» **Work instructions**:
Can the data below be echoed back word for word?

## BEGIN Record extracts

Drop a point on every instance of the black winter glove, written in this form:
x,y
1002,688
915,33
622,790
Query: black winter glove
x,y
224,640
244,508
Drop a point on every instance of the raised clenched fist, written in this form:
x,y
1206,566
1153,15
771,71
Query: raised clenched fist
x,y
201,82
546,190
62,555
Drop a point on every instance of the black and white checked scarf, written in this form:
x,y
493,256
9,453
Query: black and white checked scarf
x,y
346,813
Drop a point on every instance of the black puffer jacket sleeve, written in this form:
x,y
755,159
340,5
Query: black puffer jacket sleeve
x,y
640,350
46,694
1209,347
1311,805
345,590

## END Record extracts

» **Solution below**:
Drop a point on every instance of the black winter glove, written in this form:
x,y
1002,688
915,33
622,790
Query: black winter glove
x,y
224,640
244,508
Drop a point on every instance of the raised clenched fist, written in this form:
x,y
1206,566
1153,15
771,71
Query: raised clenched fist
x,y
201,82
546,190
62,555
Drop a point on every instance of the black and white checked scarf, written in this form:
x,y
493,256
9,453
Query: black and white checked scarf
x,y
346,813
Drop a point on every instance of the black puffer jacket sleeve, written in this form:
x,y
755,159
340,5
Query: black puffer jacket sleeve
x,y
640,350
46,694
1209,347
1311,805
345,590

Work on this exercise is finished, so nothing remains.